[Dataset records]
────────────────

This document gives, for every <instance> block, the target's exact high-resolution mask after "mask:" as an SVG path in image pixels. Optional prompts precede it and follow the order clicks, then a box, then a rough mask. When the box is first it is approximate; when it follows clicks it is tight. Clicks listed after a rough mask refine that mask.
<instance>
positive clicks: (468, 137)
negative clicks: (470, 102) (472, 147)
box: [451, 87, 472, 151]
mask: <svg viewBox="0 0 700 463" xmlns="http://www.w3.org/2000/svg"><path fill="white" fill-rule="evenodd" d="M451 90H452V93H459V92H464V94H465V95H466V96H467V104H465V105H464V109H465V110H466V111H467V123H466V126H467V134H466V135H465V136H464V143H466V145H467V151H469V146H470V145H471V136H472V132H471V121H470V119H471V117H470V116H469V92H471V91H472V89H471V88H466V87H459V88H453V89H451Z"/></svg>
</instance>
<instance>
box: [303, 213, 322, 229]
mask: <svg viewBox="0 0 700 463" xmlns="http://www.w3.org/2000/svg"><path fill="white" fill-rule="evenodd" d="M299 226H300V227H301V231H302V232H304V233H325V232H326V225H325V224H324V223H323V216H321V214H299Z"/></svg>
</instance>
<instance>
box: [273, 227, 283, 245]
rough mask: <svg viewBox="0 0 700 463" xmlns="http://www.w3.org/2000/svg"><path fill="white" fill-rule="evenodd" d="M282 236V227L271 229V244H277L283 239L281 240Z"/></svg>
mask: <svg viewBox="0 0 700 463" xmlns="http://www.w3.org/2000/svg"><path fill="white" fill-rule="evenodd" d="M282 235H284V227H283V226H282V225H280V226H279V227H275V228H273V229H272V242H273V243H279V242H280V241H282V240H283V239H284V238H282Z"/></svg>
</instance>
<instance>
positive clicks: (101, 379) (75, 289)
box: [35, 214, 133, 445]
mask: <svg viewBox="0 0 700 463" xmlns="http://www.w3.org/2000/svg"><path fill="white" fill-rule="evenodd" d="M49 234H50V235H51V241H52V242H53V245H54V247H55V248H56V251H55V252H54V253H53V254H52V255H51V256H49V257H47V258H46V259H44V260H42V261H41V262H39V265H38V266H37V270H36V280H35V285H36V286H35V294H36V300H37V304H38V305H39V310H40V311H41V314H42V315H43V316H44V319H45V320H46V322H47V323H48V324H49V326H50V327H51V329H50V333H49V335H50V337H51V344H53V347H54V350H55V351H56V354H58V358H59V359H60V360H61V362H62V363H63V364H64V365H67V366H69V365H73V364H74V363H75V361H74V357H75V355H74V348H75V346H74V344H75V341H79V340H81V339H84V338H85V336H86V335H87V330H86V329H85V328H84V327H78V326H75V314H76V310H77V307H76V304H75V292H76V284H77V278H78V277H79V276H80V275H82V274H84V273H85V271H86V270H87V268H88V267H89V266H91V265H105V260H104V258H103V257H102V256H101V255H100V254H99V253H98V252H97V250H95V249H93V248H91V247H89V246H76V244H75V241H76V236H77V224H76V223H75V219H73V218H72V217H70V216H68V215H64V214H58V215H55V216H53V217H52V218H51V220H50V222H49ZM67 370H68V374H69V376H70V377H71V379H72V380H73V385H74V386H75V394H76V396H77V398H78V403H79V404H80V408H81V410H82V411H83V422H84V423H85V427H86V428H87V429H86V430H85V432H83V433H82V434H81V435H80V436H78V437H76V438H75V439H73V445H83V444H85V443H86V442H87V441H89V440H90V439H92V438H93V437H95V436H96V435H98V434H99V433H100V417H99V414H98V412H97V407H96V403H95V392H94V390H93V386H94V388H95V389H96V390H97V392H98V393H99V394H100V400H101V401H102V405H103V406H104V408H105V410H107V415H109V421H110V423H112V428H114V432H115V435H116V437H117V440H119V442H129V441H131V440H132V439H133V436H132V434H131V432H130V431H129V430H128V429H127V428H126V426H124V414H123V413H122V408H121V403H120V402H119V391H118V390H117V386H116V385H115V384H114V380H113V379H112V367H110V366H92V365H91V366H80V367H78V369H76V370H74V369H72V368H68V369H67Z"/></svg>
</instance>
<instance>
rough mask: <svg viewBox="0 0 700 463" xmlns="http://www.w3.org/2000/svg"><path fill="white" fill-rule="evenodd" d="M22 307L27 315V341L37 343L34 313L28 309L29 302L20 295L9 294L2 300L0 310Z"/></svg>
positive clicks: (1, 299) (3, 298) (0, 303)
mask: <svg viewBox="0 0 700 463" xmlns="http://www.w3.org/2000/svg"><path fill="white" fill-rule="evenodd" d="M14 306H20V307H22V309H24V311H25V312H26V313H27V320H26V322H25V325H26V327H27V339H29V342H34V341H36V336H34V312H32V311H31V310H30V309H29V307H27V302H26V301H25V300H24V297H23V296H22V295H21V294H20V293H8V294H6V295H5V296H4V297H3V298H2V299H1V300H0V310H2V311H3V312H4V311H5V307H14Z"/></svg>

────────────────

- [Job]
Copy out, without any change, the lines from the start of the records through the line that contains "box: [451, 87, 472, 151]", including both.

- [Problem solution]
This document gives, for every <instance> block, the target's exact high-resolution mask after "mask:" as an SVG path in image pixels. Optional prompts precede it and follow the order clicks, then a box, then a rough mask. When the box is first it is approximate; when it follows clicks it is tight. Clicks listed after a rough mask refine that mask.
<instance>
positive clicks: (468, 137)
negative clicks: (470, 102) (472, 147)
box: [451, 87, 472, 151]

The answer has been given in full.